#### Working data

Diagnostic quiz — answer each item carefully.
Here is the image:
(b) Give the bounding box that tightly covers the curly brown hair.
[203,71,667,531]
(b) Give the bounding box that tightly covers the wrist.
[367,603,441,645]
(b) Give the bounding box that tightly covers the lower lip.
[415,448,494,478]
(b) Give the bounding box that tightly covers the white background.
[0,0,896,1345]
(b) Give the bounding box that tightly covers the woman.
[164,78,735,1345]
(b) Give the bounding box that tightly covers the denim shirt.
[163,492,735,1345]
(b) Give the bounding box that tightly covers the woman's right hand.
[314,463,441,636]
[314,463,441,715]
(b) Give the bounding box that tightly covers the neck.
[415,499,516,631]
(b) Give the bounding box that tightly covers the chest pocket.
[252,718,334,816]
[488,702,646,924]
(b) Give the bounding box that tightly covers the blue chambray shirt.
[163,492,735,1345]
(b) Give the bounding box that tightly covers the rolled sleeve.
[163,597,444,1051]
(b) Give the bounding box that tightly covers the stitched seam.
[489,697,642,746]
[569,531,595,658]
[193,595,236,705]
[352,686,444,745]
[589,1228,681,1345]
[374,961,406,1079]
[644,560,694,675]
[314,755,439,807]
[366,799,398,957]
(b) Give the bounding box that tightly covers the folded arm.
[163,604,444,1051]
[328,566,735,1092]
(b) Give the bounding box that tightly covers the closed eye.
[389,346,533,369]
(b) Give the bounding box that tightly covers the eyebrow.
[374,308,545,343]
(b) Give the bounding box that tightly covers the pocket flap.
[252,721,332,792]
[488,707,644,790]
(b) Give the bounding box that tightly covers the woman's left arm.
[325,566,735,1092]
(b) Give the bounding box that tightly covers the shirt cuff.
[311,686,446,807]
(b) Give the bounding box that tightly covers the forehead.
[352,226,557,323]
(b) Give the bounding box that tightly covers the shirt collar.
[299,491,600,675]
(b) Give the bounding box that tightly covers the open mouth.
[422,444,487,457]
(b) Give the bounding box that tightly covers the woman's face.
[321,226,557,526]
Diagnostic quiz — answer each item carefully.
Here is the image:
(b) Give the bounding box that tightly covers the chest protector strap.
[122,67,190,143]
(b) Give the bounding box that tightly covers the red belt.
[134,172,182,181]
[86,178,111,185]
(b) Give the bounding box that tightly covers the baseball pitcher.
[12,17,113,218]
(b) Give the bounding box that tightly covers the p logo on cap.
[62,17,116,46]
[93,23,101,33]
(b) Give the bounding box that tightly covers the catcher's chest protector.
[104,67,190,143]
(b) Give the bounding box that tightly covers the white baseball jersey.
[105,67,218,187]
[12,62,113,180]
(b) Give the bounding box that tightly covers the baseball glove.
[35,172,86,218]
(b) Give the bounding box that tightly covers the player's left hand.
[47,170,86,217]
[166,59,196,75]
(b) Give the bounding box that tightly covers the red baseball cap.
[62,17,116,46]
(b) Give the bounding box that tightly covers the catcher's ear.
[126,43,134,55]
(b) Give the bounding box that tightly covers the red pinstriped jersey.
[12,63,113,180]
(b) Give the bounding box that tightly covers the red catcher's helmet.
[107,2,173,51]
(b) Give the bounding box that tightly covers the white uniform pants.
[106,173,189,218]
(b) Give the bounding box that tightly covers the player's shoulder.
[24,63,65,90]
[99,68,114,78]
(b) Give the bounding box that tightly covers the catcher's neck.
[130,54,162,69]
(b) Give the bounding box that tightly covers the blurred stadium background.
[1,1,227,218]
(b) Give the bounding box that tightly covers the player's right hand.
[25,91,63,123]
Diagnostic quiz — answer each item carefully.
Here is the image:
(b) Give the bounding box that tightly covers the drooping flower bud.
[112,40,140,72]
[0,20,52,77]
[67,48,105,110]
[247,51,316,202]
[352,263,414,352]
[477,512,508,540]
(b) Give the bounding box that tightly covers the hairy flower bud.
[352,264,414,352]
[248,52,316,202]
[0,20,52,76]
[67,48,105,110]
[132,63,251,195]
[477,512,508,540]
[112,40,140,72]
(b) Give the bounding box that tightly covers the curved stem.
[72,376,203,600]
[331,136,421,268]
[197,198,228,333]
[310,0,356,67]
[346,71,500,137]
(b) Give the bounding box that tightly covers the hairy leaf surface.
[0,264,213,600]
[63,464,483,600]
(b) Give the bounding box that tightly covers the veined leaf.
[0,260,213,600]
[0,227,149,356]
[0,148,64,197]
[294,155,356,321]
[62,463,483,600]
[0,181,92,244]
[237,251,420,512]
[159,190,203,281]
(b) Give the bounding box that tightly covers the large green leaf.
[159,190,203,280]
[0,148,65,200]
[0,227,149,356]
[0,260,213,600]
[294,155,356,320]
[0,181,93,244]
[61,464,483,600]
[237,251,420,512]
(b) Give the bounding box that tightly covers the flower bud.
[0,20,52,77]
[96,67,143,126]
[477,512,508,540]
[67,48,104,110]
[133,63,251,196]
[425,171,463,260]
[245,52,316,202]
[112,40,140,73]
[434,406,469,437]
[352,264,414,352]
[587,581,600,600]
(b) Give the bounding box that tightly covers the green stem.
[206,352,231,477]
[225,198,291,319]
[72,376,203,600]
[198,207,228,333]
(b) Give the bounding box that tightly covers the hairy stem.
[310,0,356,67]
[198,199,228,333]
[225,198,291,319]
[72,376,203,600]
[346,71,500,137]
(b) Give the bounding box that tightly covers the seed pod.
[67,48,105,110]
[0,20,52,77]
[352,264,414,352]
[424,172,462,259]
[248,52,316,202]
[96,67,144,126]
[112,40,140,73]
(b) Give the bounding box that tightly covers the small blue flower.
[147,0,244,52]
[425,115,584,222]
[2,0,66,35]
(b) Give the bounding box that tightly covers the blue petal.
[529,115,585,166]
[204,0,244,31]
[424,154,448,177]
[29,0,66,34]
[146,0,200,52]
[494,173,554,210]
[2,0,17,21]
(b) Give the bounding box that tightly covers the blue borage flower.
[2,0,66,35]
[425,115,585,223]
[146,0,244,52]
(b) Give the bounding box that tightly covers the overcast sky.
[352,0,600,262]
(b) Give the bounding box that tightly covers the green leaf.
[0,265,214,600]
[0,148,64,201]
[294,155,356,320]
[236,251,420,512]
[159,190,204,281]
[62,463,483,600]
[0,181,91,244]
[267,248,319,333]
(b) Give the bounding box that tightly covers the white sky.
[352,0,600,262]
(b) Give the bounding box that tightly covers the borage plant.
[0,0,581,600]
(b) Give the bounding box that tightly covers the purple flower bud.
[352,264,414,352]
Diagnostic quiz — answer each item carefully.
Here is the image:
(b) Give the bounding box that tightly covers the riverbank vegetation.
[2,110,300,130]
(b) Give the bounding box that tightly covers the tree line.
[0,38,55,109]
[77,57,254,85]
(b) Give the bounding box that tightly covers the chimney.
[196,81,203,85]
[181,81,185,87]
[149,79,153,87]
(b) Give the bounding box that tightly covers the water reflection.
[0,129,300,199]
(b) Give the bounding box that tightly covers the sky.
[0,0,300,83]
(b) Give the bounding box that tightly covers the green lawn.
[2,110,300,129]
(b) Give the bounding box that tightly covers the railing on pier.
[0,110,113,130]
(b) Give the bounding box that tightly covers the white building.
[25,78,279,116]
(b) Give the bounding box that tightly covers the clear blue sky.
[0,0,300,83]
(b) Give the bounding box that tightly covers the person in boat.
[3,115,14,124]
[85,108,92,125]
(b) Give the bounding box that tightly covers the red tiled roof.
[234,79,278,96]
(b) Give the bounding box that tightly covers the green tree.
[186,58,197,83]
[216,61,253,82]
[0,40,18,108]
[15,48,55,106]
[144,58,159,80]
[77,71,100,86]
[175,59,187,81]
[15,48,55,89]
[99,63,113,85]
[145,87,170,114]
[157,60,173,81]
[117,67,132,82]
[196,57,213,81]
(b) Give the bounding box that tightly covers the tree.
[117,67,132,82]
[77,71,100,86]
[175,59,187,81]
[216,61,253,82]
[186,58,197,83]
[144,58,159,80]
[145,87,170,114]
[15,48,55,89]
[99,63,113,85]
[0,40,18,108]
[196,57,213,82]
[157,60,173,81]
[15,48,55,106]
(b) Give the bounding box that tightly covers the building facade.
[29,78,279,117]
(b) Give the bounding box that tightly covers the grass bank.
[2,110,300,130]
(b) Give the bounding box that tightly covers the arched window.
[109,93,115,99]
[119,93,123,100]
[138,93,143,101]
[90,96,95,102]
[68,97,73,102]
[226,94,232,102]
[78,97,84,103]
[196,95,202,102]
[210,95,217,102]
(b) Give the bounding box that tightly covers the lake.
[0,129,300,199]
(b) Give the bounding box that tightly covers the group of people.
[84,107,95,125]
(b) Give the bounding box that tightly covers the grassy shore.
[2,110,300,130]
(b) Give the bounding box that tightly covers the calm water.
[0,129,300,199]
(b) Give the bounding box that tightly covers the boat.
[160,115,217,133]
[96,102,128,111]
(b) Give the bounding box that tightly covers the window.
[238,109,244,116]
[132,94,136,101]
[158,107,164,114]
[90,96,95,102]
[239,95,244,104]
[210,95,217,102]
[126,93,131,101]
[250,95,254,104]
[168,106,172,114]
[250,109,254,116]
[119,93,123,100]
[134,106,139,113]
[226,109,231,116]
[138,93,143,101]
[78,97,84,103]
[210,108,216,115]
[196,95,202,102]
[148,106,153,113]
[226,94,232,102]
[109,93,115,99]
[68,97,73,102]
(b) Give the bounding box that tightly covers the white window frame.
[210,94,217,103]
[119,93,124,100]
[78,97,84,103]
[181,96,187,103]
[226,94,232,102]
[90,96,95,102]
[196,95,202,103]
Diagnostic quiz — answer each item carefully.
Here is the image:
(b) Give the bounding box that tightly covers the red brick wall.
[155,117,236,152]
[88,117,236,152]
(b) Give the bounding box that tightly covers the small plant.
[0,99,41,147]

########

■ **Short exercise**: Set out the rows from the line containing "(b) Give the bounding box that tightly covers the denim" through the line containing "[163,597,444,1051]" as a numbered list, and skip any blank lines.

■ **Exercise solution**:
1. (b) Give the bounding box that tightly covers the denim shirt.
2. [163,492,735,1345]
3. (b) Give the bounding box that tightly covers the woman's right hand.
4. [314,463,441,636]
5. [314,463,441,715]
6. (b) Give the bounding box that tightly covers the neck.
7. [415,499,516,631]
8. (b) Give the bounding box that tightly covers the chest pocket.
9. [252,718,334,816]
10. [488,702,646,924]
11. (b) Give the bounding box that tightly covers the blue chambray shirt.
12. [163,492,735,1345]
13. (b) Give the bounding box that tightly covers the rolled sleeve.
14. [163,597,444,1051]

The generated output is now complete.